[WHAT TO PRODUCE]: What follows is a set of entries. Give them again exactly, without the pictures.

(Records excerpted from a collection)
--
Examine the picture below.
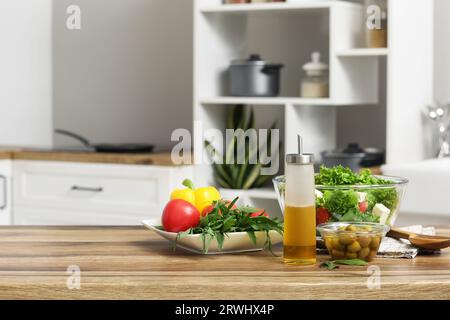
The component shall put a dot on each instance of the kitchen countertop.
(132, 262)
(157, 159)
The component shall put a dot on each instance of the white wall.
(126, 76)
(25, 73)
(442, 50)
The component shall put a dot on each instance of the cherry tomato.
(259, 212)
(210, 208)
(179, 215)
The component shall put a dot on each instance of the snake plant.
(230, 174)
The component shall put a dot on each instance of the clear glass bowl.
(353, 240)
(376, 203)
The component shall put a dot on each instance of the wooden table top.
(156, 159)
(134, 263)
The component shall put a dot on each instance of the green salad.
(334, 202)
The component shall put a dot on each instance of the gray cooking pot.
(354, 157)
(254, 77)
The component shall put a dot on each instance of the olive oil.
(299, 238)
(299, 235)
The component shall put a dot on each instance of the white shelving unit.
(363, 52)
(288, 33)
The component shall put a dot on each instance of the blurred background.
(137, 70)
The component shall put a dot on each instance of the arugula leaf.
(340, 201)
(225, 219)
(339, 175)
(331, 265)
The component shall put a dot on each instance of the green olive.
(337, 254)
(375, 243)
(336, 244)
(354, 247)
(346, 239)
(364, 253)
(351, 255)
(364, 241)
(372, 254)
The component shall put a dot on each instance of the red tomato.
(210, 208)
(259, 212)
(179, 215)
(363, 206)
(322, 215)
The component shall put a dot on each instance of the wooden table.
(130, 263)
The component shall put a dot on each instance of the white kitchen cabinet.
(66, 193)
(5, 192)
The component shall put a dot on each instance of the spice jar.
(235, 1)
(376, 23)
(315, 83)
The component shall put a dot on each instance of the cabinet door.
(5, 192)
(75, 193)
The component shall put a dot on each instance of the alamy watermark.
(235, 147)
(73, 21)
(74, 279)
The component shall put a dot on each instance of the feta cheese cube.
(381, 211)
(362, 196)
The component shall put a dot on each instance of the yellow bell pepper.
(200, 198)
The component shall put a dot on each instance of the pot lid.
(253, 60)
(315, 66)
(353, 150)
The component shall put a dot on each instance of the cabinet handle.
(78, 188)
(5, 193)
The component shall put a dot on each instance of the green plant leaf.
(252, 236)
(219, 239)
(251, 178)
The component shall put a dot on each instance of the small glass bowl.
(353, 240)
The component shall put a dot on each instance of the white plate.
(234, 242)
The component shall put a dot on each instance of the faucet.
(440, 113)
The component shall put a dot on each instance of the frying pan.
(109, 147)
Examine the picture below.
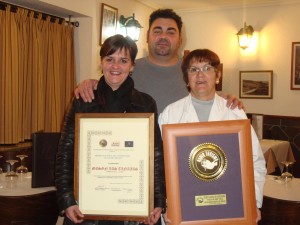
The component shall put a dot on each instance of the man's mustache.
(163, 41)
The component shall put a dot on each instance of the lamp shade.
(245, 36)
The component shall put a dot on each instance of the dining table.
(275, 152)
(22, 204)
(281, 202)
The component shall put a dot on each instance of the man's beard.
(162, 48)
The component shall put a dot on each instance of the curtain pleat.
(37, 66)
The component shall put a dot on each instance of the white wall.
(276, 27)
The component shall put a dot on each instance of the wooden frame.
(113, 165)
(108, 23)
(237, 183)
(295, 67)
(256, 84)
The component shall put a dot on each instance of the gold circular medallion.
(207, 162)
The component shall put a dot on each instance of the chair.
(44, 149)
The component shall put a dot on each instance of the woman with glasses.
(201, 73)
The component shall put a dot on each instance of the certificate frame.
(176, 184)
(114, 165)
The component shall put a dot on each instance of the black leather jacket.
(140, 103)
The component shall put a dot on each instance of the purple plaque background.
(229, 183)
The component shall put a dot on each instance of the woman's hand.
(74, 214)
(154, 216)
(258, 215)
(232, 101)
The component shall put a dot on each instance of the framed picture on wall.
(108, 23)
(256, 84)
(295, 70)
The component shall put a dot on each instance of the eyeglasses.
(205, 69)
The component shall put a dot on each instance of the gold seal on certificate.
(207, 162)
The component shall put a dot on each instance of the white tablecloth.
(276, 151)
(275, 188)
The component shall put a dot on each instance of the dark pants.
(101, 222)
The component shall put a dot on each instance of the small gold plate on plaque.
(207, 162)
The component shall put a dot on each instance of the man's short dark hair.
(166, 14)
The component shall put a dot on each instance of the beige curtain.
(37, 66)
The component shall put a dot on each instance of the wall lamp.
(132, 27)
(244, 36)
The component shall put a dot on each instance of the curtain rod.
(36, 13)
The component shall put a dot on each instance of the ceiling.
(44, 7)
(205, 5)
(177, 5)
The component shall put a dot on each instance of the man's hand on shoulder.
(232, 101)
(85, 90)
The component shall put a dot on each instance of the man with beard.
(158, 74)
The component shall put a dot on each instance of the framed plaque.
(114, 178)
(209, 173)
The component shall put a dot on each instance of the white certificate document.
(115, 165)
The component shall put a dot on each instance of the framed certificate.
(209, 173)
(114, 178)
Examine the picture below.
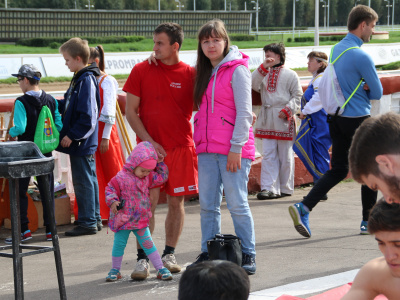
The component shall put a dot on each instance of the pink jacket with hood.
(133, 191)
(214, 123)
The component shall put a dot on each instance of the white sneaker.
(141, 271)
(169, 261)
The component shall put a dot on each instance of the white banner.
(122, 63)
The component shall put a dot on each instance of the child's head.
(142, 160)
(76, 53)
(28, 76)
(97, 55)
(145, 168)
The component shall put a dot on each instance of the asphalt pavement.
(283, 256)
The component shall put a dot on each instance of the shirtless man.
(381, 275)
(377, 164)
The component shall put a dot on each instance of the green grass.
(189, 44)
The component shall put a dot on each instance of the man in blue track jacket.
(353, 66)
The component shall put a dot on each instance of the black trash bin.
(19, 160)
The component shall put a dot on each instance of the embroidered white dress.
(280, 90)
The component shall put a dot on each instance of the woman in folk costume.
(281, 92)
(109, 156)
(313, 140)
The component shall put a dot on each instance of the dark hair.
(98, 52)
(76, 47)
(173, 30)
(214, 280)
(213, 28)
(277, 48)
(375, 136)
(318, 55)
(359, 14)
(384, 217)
--
[TASK RESULT]:
Examine the picture below.
The component shall put a dot on each instance of the kitchen countertop.
(132, 262)
(157, 159)
The component shall put a dot on each instance of the white wall.
(126, 76)
(25, 73)
(442, 50)
The component shall put a dot on each instance of the cherry tomato.
(259, 212)
(210, 208)
(179, 215)
The component shall put a dot on each instance of the snake plant.
(230, 174)
The component shall put a dot on each instance of the clear glass bowl.
(353, 240)
(376, 203)
The component shall put a dot on each instance of the wooden table top.
(156, 159)
(134, 263)
The component shall put a dot on each instance of the green salad.
(334, 202)
The component shall put a dot on each instance of the gray cooking pot.
(354, 157)
(254, 77)
The component shall put a dot on each instance of the olive oil.
(299, 238)
(299, 235)
The component shall put a dot on each instance of the white shelving unit.
(363, 52)
(288, 33)
The component shall put a dot on each instance of the blurred background.
(137, 70)
The component shall put a dot on each instance of the arugula leaf.
(340, 201)
(225, 219)
(339, 175)
(331, 265)
The component shall put a dot on each instance of the green olive.
(337, 254)
(375, 243)
(336, 244)
(354, 247)
(346, 239)
(364, 253)
(351, 255)
(364, 241)
(372, 254)
The component shall put a dot on each instance of the red tomato.
(210, 208)
(259, 212)
(179, 215)
(363, 206)
(322, 215)
The component shall put a dot on each instance of the wooden table.
(130, 263)
The component shall put a dot on each instance of the white kitchen cabinet.
(66, 193)
(5, 192)
The component shall put a dot on each instance of the spice jar.
(235, 1)
(376, 23)
(315, 83)
The component shall put a dot on each instance of the cabinet door.
(5, 192)
(75, 193)
The component shall put a dot on each instance of the alamy watermark.
(235, 147)
(73, 21)
(74, 279)
The component shall put a dot on each instance of the feta cheese cube.
(381, 211)
(362, 196)
The component shall put a dot on each instance of the yellow bell pepper.
(200, 198)
The component shall put a dot on each instance of the pot lid.
(253, 60)
(315, 66)
(353, 150)
The component shall put a dot on each instance of the cabinet handle.
(78, 188)
(5, 193)
The component shall put a dot on each instance of the green plant leaf.
(252, 236)
(219, 239)
(251, 178)
The component shall put a dot on each instance of the small glass bowl.
(353, 240)
The component shall put a dot on each instance of the white plate.
(234, 242)
The component shall put a dot on each instance of the faucet.
(440, 113)
The component shall put a dot on each instance of the frying pan.
(109, 147)
Examine the picture below.
The component shall put a dot on each instance of the man's mustache.
(163, 41)
The component shall put a dot on each instance of the lamp shade.
(245, 36)
The component shall put a dot on each instance of the dining table.
(275, 152)
(22, 204)
(281, 202)
The component shall put a dot on each instance of the man's beard.
(162, 48)
The component shall put a dot on each instance of the curtain pleat.
(37, 66)
The component shall put a dot on each instance of the white wall.
(276, 27)
The component shall put a dot on each instance of the wooden frame.
(113, 165)
(108, 23)
(237, 183)
(295, 67)
(256, 84)
The component shall put a dot on each instance of the gold circular medallion.
(207, 162)
The component shall put a dot on each instance of the chair.
(44, 149)
The component shall put a dot on each instance of the woman with glasses.
(201, 73)
The component shall put a dot on each instance of the certificate frame.
(176, 184)
(114, 165)
The component shall put a dot on each instance of the black leather jacket.
(140, 103)
The component shall put a dot on each instance of the purple plaque background.
(229, 183)
The component shall put a dot on each instance of the woman's hand.
(74, 214)
(154, 216)
(258, 215)
(232, 101)
The component shall put a dot on each instance of the framed picture on wall.
(108, 23)
(256, 84)
(295, 70)
The component shall put a dot on each instance of the eyeglasses.
(205, 69)
The component shall put a dot on each instance of the gold seal on certificate.
(207, 162)
The component shall put a dot on each instance of the white tablecloth.
(276, 151)
(275, 188)
The component shall put a dot on each instance of the dark pants.
(101, 222)
The component shall put a dot on each instance of the small gold plate on plaque.
(207, 162)
The component shall put a dot on each instance of the man's short dark hair.
(166, 14)
The component shall put a dot on each instance of the beige curtain.
(37, 66)
The component shall put a dot on each instance of the wall lamp.
(132, 27)
(244, 36)
The component shall put a dot on each instance of the curtain rod.
(36, 13)
The component shall put a dot on each instance of the ceiling.
(44, 7)
(205, 5)
(177, 5)
The component shall put a dot on each instance of the man's hand on shoulder.
(232, 101)
(85, 90)
The component shall put a dot on each instance of the man with beard.
(158, 74)
The component shall put a dot on each instance of the framed plaque.
(114, 178)
(209, 173)
The component shall put a dot on each instance of the white certificate document.
(115, 165)
The component shall put a dot on each instance of the framed certificate.
(209, 173)
(114, 178)
Examine the picture below.
The component shall put a dot on each instance of the pink jacket with hood.
(133, 191)
(214, 123)
The component shall put a dot on each instance of the white sneaker.
(141, 271)
(169, 261)
The component shall put a dot on each instance of the white banner.
(122, 63)
The component shall put a dot on each instance of the child's head.
(142, 160)
(76, 53)
(28, 76)
(97, 55)
(145, 168)
The component shall put a dot on each instance of the asphalt pavement.
(283, 256)
The component shall put a dot on each instance of the shirtless man.
(381, 275)
(377, 164)
The component shall put a dot on each instance of the green grass.
(189, 44)
The component shall put a dot on each instance of the man in blue track jacket.
(353, 66)
The component shall put a dot on each instance of the black trash bin.
(19, 160)
The component shall put a dot on each instance of the embroidered white dress.
(280, 90)
The component shall put a dot on each instance of the woman in folk costume.
(281, 92)
(109, 156)
(313, 140)
The component shall put a dot on each instance of the dark hair.
(98, 52)
(76, 47)
(173, 30)
(214, 280)
(213, 28)
(277, 48)
(375, 136)
(318, 55)
(359, 14)
(384, 217)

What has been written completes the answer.